(Data items)
####
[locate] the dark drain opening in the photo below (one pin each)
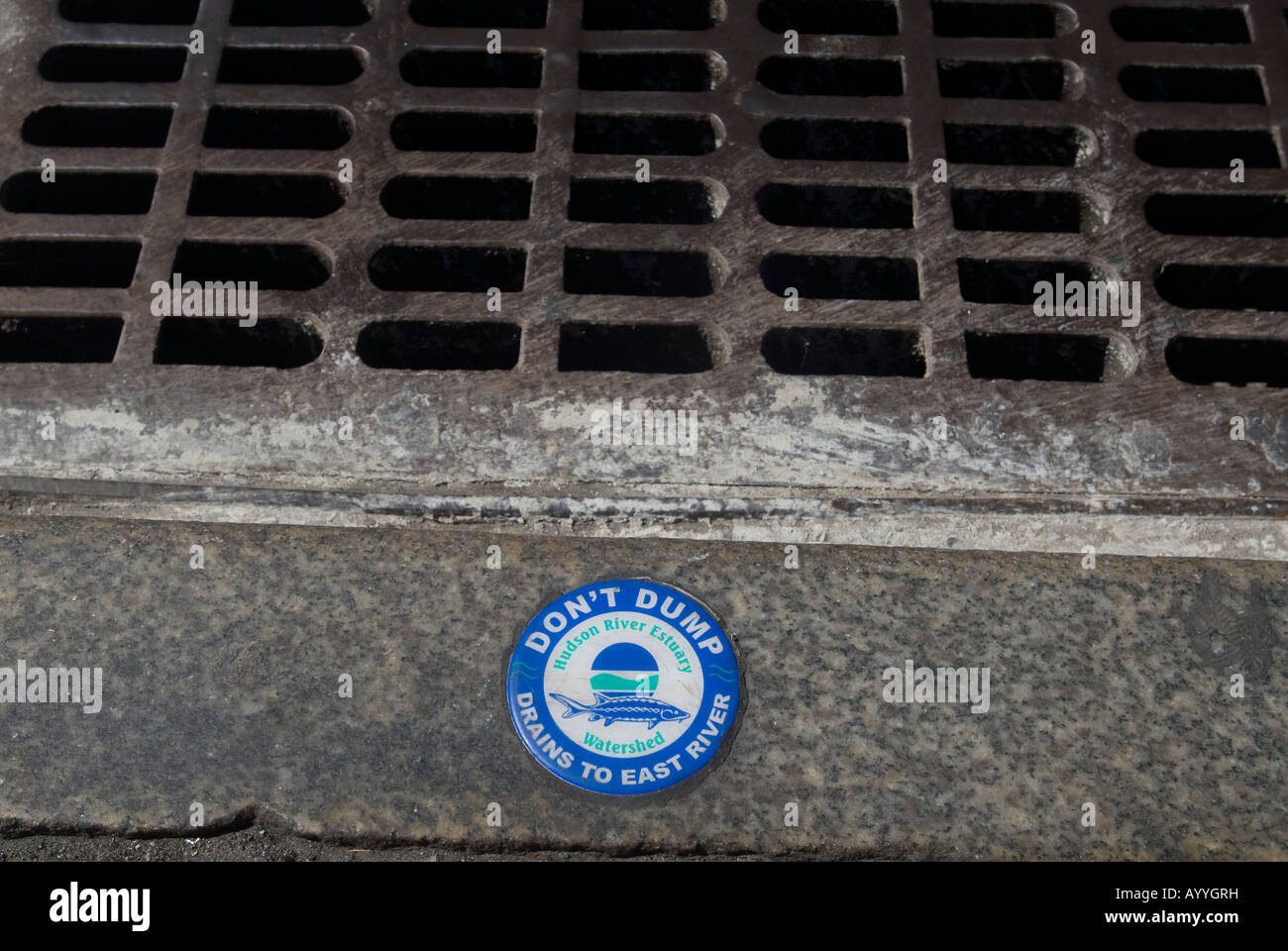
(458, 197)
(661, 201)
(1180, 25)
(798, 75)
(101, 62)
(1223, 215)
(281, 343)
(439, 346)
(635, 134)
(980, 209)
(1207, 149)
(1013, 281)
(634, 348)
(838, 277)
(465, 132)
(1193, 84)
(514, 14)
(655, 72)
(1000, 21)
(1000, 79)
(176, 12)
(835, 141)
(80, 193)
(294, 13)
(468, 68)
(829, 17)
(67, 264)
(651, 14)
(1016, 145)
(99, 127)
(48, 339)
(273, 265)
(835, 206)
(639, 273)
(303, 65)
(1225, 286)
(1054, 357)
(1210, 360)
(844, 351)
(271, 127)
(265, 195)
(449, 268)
####
**Given request**. Extract every line of text from the material above and reproduce each one unchanged, leaving out any picture.

**Task result**.
[locate] the dark drain opening in the photo below (one pin each)
(458, 197)
(661, 201)
(1180, 25)
(798, 75)
(101, 62)
(1223, 215)
(281, 343)
(439, 346)
(635, 134)
(980, 209)
(1207, 149)
(1013, 281)
(634, 348)
(838, 277)
(465, 132)
(1193, 84)
(514, 14)
(655, 72)
(1000, 21)
(1000, 79)
(176, 12)
(835, 141)
(80, 193)
(294, 13)
(468, 68)
(829, 17)
(67, 264)
(651, 14)
(1016, 145)
(99, 127)
(48, 339)
(273, 265)
(835, 206)
(639, 273)
(303, 65)
(1225, 286)
(1054, 357)
(1210, 360)
(844, 351)
(271, 127)
(265, 195)
(449, 268)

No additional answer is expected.